**Problems to work on:**
(1) In the mailing-list post about the Marlin path clipper, which fill rule shows artefacts when the filter is enabled?
(2) Reproduce the mailing-list post about the Marlin path clipper from "Here is the" to "out): see IndexStack.push(int)".
(3) Write the next part of the mailing-list post about the Marlin path clipper, picking up after its final sentence.

━━ Text shown ━━

[OpenJDK 2D-Dev] RFR JDK-8184429: Path clipper added in Marlin2D & MarlinFX 0.8.0
Laurent Bourgès
bourges.laurent at gmail.com
Tue Sep 5 20:41:12 UTC 2017
Hi Jim,
I made good progress on my PathClipFilter that works now perfectly with
many test maps for the NZ rule (EO has artefacts if I enable the filter in
that case).
Here is the updated code below to illustrate the approach:
- use a new IndexStack in (D)Helpers to store only corner indexes (0/1 for
Top/Bottom Left, 2/3 for Top/Bottom Right)
- when the segment is out, I now check (L/R case) if the segment ends have
different outcodes to insert needed corners that can be removed later if a
segment does the same in the reverse order (same repeated corner is
cancelled out): see IndexStack.push(int)

━━━
━━ Data lines ━━

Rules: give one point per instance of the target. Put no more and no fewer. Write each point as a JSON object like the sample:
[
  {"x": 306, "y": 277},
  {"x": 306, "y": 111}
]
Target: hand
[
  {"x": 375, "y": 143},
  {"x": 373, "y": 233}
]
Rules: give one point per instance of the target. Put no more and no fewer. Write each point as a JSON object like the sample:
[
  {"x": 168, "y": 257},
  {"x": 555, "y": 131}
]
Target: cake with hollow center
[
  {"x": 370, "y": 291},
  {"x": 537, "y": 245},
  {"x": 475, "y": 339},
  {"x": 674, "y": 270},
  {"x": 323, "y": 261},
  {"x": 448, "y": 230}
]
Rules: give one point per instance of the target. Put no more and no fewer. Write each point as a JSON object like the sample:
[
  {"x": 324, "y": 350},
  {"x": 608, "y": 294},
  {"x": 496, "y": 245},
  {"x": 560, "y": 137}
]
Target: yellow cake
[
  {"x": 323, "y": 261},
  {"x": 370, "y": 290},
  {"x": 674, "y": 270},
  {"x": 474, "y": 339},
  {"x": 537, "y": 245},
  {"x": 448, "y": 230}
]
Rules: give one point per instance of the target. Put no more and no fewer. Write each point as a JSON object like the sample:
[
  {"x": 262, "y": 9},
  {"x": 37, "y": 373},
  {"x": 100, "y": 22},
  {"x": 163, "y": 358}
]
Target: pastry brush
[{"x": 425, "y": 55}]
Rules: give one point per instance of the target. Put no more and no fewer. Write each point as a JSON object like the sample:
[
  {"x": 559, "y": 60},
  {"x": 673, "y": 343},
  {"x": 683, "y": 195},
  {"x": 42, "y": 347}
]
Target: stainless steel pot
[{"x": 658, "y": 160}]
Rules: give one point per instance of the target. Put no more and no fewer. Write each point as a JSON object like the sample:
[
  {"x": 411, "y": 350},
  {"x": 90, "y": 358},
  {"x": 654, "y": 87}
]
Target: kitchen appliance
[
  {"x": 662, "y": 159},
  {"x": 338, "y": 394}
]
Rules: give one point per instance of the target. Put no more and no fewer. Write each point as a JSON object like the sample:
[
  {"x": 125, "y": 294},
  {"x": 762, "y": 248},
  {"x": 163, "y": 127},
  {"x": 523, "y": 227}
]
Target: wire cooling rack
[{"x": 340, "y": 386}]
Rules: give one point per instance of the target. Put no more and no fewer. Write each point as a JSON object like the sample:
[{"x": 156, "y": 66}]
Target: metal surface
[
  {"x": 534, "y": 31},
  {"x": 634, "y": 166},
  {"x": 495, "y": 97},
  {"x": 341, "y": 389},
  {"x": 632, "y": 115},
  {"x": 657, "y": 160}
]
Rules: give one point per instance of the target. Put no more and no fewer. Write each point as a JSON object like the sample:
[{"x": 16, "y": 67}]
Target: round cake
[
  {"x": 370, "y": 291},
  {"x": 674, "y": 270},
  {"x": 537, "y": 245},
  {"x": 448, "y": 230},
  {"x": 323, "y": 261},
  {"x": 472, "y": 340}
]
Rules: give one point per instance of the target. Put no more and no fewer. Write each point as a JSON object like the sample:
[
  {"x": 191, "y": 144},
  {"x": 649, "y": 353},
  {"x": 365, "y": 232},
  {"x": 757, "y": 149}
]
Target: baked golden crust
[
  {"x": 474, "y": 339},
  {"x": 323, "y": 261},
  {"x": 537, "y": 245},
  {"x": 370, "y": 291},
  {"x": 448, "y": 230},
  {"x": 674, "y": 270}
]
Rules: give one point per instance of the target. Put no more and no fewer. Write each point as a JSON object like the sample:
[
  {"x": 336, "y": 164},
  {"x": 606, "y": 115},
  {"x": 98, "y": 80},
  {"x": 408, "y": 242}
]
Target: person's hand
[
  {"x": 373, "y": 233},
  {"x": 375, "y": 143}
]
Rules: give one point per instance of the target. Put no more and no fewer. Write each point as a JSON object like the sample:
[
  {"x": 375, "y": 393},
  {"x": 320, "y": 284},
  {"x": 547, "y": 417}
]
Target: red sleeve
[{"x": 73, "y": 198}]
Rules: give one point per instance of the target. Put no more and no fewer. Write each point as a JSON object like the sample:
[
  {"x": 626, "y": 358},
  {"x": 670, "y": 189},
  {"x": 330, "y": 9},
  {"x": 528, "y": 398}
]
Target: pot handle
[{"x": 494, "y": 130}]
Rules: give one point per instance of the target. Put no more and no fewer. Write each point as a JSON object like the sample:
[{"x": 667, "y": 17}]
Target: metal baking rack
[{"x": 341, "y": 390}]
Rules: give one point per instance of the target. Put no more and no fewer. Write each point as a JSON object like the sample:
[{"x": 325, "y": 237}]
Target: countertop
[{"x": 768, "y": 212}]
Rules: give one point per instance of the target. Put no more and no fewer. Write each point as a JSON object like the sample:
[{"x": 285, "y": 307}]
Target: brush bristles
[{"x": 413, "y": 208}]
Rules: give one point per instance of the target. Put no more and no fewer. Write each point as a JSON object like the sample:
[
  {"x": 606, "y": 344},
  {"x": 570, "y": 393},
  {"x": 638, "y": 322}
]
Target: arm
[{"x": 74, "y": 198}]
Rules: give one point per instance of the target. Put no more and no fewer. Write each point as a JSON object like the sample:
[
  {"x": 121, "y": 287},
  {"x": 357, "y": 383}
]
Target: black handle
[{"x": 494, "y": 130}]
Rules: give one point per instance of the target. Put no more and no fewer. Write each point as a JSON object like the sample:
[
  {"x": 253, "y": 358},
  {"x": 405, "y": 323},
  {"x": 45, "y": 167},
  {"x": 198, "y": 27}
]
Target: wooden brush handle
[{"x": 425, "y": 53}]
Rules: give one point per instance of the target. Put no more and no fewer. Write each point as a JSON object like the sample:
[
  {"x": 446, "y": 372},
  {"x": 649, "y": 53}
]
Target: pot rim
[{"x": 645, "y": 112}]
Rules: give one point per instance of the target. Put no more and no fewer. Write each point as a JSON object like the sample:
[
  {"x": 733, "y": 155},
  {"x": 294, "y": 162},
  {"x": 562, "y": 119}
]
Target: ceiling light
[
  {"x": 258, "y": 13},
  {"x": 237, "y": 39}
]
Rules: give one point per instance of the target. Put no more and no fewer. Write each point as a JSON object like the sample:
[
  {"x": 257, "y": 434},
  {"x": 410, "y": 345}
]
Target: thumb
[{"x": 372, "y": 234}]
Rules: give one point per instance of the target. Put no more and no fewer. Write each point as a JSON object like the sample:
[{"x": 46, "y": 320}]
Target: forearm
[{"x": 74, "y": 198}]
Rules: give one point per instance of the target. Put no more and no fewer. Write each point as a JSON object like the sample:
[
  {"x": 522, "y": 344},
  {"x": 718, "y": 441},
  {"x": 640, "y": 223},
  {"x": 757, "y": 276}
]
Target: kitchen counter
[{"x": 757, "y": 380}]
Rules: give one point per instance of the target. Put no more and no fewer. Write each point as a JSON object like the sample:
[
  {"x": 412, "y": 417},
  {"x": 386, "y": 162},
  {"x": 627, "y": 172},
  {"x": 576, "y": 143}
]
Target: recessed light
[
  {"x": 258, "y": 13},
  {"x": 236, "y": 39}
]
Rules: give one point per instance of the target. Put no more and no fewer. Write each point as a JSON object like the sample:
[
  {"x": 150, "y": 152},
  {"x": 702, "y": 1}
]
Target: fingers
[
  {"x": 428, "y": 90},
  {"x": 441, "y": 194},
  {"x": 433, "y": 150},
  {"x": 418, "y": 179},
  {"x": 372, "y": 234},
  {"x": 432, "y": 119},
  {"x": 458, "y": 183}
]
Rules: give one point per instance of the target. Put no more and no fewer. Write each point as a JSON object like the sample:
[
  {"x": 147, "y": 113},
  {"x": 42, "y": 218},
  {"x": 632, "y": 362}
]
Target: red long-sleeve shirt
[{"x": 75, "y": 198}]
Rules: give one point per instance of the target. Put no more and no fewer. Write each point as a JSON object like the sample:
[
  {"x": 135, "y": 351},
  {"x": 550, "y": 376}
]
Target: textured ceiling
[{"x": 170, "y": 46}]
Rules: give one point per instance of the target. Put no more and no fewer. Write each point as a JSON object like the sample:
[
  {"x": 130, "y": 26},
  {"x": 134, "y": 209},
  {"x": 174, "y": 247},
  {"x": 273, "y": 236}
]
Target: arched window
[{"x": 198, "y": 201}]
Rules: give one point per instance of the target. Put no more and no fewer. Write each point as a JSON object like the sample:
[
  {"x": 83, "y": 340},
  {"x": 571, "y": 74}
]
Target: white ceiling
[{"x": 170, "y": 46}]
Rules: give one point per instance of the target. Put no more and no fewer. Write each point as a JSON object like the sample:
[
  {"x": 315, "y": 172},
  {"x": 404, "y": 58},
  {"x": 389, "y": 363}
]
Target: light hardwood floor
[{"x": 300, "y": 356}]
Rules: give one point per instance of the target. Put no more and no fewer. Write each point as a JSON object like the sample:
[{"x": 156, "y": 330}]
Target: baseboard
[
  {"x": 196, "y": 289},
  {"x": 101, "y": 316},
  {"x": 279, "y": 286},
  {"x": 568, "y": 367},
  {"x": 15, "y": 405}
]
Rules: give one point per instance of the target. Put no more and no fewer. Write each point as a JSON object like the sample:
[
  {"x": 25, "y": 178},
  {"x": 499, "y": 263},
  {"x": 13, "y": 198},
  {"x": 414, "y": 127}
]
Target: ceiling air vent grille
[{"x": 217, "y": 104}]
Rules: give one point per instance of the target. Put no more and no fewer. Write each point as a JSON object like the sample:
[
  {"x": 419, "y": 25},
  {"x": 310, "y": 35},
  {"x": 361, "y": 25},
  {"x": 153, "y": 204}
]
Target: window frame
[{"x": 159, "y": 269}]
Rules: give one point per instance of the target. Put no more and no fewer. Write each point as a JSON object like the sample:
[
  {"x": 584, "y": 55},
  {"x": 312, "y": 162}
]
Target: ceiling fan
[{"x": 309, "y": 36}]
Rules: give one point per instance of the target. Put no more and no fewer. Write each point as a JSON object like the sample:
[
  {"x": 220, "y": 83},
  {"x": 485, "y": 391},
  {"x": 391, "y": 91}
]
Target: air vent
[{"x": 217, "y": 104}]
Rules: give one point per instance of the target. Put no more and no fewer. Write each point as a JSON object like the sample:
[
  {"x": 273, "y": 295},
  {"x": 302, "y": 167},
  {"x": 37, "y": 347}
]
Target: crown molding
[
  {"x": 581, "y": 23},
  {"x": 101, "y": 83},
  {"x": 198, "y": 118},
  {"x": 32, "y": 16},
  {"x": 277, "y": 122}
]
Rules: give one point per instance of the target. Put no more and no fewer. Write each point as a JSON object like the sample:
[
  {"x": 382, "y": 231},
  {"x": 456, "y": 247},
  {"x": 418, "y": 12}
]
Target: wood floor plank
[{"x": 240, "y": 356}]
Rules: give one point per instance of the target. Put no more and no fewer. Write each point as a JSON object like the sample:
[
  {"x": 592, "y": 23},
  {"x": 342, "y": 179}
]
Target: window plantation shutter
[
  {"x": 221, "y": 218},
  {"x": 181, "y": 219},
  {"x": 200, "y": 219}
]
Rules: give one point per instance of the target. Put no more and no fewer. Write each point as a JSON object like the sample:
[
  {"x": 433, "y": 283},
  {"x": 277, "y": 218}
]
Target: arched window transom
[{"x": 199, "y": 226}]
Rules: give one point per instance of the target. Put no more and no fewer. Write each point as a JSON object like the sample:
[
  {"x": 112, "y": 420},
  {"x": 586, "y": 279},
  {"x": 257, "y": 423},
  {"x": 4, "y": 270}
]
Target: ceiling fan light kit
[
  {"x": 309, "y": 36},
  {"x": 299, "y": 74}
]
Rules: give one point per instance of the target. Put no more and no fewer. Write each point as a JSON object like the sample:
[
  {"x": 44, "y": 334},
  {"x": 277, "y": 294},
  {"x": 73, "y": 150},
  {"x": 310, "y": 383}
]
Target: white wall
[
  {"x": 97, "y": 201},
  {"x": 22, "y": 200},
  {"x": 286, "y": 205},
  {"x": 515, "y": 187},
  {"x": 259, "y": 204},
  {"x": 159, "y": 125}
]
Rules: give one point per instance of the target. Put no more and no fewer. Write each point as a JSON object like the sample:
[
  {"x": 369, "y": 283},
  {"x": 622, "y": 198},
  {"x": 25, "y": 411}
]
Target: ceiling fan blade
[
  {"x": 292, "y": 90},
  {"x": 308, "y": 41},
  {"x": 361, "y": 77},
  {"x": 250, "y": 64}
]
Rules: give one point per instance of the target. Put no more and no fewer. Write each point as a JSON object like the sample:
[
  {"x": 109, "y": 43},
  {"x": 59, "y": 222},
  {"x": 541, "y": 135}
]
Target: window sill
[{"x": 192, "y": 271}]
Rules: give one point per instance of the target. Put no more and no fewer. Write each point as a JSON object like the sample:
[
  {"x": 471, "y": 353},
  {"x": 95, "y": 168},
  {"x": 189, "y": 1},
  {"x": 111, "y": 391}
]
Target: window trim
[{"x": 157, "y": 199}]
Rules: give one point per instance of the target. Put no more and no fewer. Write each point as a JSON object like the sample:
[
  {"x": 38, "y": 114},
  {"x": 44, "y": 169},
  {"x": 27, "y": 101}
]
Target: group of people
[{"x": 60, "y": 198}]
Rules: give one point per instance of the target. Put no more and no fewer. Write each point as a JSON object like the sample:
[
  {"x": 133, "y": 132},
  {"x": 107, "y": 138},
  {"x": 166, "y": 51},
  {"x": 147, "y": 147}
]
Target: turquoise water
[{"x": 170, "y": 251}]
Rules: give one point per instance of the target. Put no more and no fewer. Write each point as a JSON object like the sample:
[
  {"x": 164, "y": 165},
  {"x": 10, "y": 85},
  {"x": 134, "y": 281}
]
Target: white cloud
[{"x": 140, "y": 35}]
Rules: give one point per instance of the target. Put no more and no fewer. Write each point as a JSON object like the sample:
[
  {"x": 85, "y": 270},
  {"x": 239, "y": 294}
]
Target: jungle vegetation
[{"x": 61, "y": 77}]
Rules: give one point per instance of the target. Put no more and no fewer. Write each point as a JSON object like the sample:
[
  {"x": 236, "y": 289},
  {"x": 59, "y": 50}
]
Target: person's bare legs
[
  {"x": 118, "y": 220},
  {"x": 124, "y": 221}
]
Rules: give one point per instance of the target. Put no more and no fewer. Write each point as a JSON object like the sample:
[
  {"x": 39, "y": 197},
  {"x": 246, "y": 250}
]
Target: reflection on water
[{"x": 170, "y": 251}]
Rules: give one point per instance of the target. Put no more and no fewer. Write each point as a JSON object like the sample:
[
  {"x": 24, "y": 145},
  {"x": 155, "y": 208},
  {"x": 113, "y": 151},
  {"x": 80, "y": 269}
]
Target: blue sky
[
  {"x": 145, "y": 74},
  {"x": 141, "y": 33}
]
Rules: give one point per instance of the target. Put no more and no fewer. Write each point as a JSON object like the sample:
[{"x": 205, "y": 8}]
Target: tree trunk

━━━

**Answers by task:**
(1) The EO rule.

(2)
Here is the updated code below to illustrate the approach:
- use a new IndexStack in (D)Helpers to store only corner indexes (0/1 for
Top/Bottom Left, 2/3 for Top/Bottom Right)
- when the segment is out, I now check (L/R case) if the segment ends have
different outcodes to insert needed corners that can be removed later if a
segment does the same in the reverse order (same repeated corner is
cancelled out): see IndexStack.push(int)

(3)
- PathClipFilter:
static final class PathClipFilter implements DPathConsumer2D {
private DPathConsumer2D out;
// Bounds of the drawing region, at pixel precision.
private final double[] clipRect;
private final double[] corners = new double[8];
private boolean init_corners = false;
private final IndexStack stack;
// the outcode of the starting point
private int sOutCode = 0;
// the current outcode of the current sub path
private int cOutCode = 0;
private boolean outside = false;
private double cx0, cy0;
PathClipFilter(final DRendererContext rdrCtx) {
this.clipRect = rdrCtx.clipRect;
this.stack = (rdrCtx.stats != null) ?
new IndexStack(rdrCtx,
rdrCtx.stats.stat_pcf_idxstack_indices,
rdrCtx.stats.hist_pcf_idxstack_indices,
rdrCtx.stats.stat_array_pcf_idxstack_indices)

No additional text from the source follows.